Selected passage —
[Start]
Earlier this year, Bernie Sanders’s presidential campaign boasted that a deal it cut with its workers to form a union demonstrated a commitment to worker rights. Relations quickly got sticky, however, when the workers complained that they were receiving “poverty wages,” below $15 per hour. Now Sanders, seeking to regain some momentum for his campaign among unionized workers, has released what he calls a comprehensive plan to revive America’s labor movement. It’s a bold agenda, with recommendations to roll back portions of labor law dating back 60 years, impose new restraints on employers, and limit workers’ ability to opt out of union membership—despite polls showing that most Americans believe workers deserve that option. The goal, Sanders says, is to double union ranks, which would mean adding nearly 15 million new members.

Sanders proposes to institute “card check,” the process by which unions can organize a worksite just by getting a majority of workers to sign a card saying that they want a union. The last time that Democrats controlled both the White House and Congress, they failed in that effort. Nevertheless, he is trying to resurrect the idea, saying that it would simplify the process of unionizing, which now requires that workers sign a card to authorize a secret-ballot vote on whether to unionize. Critics note that since card-check campaigns are public, workers can be intimidated into signing, which is why secret ballots should remain a key feature of unionization efforts. Indeed, the Supreme Court, in NLRB v. Gissel Packingdescribed authorization cards as “inherently unreliable” because of a “natural inclination of most people to avoid stands which appear to be nonconformist and antagonistic to friends and fellow employees.”

Democrats express support for card check—but only when there isn’t a chance of passing it. A Democrat-controlled House passed card-check legislation in 2007, when members knew that then-president George Bush would veto the legislation if it reached his desk. But when President Obama took office in 2009 and Democrats controlled both houses of Congress, key legislators backed off their support, effectively killing any chance at passing the legislation. Today, a union can use card check to win the right to represent employees at a workplace only if the employer agrees to the process. Sanders thinks he can finally persuade Congress to make the process mandatory everywhere.

Sanders wants to roll back the right-to-work provisions of the 1947 Taft-Hartley Act. Though a Republican-controlled Congress passed the legislation, which allows states to enact labor laws letting employees opt out of joining unions and still retain their jobs, a significant number of Democratic legislators helped override President Truman’s veto of the legislation. Right-to-work has become increasingly popular and accepted, with 71 percent of Americans saying that a worker shouldn’t be forced to join a union that organizes his or her workplace. Since 2012, five states have passed right-to-work laws, making a total of 28 states that now let workers opt out of unions. Sanders would need Congress to invalidate those laws.
[End]
Which calendar years are mentioned in the text on Sanders's labor plan? List every one. The records that follow come from a different source than the text above.

Stored rows —
[Start]
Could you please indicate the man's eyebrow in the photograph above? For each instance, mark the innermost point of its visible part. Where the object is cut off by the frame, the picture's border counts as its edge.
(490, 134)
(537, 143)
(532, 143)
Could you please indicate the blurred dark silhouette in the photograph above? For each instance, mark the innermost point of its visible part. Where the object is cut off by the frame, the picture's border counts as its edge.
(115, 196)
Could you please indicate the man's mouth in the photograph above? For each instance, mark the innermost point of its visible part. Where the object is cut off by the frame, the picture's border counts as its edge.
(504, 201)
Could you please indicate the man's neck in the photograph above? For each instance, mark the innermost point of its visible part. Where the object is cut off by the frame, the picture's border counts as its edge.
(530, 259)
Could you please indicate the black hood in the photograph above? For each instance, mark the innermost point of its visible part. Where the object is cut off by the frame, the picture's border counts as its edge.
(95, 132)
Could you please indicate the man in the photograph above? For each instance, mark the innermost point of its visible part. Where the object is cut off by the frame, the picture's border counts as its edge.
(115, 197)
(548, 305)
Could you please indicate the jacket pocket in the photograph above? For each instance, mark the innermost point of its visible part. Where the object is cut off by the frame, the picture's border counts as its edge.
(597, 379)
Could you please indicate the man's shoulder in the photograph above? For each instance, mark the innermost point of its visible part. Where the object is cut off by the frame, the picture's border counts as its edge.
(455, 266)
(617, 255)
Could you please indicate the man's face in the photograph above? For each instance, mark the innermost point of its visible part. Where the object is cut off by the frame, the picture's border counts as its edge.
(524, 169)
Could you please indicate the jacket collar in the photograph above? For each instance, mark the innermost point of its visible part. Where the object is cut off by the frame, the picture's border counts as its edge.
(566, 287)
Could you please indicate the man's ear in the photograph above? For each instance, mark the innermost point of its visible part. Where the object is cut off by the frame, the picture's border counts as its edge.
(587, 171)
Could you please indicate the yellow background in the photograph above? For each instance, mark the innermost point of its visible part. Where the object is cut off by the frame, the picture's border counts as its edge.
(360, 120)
[End]
In response — 2007, 2009, 1947, 2012